Yesterday my son asked me to hang out with him and talk.  He recently graduated from college and since he will only be home for a few months before leaving to go to school in Europe for a year, I want to spend as much time with him as possible. And yet I felt torn, stressed and worried because I had work to do. He cajoled me and reminded me how little time we have together and with that, he convinced me to set my work aside to spend time with him. And it got me thinking about my priorities.

Over the last few years I have been repeatedly reminded that time and good health are the most important blessings we have. One year ago, at the same time that my mother was diagnosed with ovarian cancer, I lost one of my closest friends. My friend Linda was a very young, extremely vibrant, 70-year-old woman with a remarkable sense of wonder and joy that was infectious to everyone whose life she touched. We talked many times over the last weeks of her life and the insightful wisdom she shared with me during that time profoundly changed me and my perspective.

* **Input data**:
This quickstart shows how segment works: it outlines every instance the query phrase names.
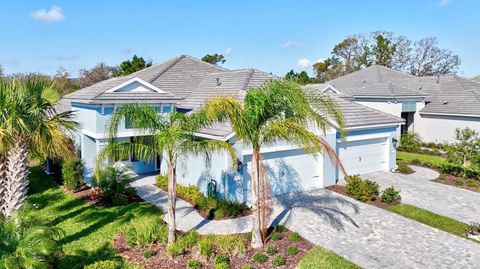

* **Task directions**: Reproduce word for word the stretch of the personal essay on priorities above, from "Over the last few" through "and my perspective.".

* **Task solution**:
Over the last few years I have been repeatedly reminded that time and good health are the most important blessings we have. One year ago, at the same time that my mother was diagnosed with ovarian cancer, I lost one of my closest friends. My friend Linda was a very young, extremely vibrant, 70-year-old woman with a remarkable sense of wonder and joy that was infectious to everyone whose life she touched. We talked many times over the last weeks of her life and the insightful wisdom she shared with me during that time profoundly changed me and my perspective.